Starting at the line that holds "Question. In the picture above, identify the parked", copy every line exactly through the end of the data, and no others.

begin Entries supplied

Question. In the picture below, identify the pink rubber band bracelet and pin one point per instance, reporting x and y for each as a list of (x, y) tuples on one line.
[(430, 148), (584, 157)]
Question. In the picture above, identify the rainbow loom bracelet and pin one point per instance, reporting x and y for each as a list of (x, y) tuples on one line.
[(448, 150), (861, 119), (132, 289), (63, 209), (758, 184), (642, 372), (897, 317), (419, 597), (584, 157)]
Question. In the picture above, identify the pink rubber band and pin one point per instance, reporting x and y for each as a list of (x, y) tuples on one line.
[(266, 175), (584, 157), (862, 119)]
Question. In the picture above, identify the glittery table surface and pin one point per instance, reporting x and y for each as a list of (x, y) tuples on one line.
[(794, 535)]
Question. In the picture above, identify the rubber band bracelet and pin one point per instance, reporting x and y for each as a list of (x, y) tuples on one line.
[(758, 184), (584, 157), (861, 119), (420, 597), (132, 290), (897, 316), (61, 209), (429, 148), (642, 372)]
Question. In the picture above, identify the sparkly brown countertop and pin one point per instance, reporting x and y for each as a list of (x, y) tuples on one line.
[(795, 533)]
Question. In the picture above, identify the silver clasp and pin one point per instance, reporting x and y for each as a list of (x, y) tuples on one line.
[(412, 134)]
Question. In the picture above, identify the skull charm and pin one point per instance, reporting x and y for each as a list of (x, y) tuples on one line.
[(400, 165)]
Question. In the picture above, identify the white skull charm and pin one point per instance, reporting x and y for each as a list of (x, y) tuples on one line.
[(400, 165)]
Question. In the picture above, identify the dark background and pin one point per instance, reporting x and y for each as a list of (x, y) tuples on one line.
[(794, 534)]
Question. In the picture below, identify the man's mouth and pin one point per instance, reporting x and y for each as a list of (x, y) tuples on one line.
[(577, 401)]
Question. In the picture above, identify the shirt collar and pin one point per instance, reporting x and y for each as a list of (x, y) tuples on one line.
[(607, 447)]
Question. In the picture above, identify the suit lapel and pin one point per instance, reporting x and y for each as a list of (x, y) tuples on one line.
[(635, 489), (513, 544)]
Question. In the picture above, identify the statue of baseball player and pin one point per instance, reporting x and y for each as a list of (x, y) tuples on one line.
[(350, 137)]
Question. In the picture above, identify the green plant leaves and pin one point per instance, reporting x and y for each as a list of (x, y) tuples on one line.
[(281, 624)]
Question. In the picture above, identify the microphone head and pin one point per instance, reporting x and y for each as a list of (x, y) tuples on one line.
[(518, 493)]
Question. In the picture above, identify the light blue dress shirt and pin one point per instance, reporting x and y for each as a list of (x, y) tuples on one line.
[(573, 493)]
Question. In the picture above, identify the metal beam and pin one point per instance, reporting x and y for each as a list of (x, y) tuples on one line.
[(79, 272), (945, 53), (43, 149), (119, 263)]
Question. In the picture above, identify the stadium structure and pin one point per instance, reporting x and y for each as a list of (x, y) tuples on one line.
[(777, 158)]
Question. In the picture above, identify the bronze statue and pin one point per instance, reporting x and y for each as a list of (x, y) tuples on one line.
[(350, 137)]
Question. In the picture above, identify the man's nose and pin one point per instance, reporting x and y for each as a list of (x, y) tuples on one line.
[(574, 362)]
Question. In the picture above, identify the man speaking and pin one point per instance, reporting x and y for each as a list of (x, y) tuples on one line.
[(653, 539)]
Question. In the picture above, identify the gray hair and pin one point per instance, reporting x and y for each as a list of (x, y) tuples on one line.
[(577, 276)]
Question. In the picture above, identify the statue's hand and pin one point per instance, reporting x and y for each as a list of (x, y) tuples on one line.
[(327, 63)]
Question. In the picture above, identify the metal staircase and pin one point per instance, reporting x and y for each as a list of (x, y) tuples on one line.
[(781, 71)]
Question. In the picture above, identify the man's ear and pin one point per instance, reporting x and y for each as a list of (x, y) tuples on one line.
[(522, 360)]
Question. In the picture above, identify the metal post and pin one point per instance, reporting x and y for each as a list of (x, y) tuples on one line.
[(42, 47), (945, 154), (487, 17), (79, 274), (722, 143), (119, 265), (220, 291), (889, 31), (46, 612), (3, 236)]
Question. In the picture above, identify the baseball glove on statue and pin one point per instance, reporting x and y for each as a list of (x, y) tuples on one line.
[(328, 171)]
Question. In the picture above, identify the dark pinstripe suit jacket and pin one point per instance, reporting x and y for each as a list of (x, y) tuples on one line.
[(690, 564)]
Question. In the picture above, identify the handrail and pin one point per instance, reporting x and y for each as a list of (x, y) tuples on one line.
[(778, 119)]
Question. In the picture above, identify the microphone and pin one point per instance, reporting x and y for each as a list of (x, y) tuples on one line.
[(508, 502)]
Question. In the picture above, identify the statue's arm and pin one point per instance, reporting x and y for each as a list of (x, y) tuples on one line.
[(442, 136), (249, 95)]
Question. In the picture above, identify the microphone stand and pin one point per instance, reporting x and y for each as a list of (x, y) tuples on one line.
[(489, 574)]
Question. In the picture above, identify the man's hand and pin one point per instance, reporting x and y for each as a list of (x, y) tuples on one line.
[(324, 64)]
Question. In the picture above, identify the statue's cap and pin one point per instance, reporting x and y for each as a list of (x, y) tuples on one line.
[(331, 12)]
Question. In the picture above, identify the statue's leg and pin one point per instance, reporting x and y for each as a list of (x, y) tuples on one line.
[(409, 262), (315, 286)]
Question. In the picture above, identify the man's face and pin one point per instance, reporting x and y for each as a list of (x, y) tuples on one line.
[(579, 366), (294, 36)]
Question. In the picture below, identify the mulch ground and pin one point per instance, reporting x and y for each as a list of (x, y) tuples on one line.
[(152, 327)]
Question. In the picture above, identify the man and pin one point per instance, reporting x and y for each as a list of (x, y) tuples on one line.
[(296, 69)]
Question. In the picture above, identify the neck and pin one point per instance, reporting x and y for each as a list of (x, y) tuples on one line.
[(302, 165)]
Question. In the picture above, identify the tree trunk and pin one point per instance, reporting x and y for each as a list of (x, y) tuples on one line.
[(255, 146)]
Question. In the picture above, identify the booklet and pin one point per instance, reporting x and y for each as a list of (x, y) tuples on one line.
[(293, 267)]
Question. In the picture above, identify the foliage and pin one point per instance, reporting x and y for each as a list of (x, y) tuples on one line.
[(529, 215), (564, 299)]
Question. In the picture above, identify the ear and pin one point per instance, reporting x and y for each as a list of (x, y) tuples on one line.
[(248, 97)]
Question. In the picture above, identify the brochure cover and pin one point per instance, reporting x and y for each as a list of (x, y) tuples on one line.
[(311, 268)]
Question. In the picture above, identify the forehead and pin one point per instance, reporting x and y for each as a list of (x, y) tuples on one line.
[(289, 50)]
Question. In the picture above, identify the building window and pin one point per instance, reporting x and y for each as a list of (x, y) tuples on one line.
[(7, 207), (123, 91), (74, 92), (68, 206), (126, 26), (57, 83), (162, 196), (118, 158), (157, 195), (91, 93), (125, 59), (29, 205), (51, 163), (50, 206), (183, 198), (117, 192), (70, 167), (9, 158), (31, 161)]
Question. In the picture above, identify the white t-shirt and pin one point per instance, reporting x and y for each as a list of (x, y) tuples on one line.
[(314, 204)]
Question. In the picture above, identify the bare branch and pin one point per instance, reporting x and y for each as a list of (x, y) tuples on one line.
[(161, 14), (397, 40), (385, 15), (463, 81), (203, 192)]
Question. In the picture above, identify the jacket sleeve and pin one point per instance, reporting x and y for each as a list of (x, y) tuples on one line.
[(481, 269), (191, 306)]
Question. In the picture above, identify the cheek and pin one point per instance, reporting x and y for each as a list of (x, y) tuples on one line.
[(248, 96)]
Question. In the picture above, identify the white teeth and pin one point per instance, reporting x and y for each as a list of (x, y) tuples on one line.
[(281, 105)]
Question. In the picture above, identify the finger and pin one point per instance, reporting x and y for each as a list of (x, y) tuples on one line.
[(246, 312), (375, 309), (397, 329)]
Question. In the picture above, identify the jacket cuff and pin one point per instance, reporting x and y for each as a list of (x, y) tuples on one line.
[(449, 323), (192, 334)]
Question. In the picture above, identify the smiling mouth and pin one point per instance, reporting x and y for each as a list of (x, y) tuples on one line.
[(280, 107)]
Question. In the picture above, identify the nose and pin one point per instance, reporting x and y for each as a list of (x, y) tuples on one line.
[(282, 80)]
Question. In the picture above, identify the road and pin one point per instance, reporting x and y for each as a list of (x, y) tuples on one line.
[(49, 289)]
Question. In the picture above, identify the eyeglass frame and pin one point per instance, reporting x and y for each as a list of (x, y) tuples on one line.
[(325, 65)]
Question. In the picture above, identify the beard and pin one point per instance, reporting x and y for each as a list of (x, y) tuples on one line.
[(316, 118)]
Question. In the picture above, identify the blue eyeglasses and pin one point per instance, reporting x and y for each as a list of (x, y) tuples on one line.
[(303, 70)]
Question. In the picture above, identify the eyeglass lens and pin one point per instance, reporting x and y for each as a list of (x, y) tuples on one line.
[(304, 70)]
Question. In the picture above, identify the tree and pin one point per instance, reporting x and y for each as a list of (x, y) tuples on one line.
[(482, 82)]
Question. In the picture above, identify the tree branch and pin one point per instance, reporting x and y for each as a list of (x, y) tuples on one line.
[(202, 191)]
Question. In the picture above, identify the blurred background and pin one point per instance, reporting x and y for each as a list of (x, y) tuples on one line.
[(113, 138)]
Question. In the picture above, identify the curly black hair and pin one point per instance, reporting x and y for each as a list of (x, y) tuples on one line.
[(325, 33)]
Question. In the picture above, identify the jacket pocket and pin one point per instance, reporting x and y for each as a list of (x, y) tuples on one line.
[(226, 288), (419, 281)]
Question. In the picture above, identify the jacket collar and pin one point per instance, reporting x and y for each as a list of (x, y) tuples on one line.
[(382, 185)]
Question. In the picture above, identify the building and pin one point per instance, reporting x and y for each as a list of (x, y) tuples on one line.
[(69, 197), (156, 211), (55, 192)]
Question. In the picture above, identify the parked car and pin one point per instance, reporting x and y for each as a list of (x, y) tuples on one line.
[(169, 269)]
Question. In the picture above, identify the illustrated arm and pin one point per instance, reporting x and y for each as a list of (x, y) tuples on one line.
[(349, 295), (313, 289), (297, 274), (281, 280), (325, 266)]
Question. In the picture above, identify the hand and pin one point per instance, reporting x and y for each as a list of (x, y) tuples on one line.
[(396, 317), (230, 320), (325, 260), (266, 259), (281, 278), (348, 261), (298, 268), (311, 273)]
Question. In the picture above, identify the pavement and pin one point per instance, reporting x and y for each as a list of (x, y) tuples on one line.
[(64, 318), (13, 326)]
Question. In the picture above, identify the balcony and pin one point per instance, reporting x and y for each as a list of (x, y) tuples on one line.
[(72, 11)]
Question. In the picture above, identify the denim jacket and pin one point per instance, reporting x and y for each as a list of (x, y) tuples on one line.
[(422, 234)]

end Entries supplied

### Full answer
Question. In the picture above, identify the parked car and pin one point per instance, reporting x and y for each as a list of (x, y) tuples on one line.
[(169, 269)]
Question. In the picture above, identify the illustrated arm and pin one point per instance, reporting x and y for each as a list of (x, y) tuples on one line.
[(349, 295), (313, 289), (297, 274), (281, 280), (325, 266)]
Question. In the picture above, identify the hand and pin one point per instance, reporting x and y for each as a list of (x, y) tuples on one line.
[(396, 317), (230, 320), (325, 260), (266, 259), (281, 278), (348, 261), (298, 268), (311, 273)]
Question. In the picture above, identify the pavement and pin one point per instance, reporting x and y for each as a list of (x, y) tuples on one line.
[(64, 318), (13, 326)]
Question. In the picture above, identify the balcony and pin one point per instance, reporting x and y for each as a list of (x, y) tuples on one line.
[(72, 11)]
Question. In the picture above, identify the denim jacket and pin one point per instance, reporting x and y for each as a list of (x, y) tuples on one line.
[(422, 234)]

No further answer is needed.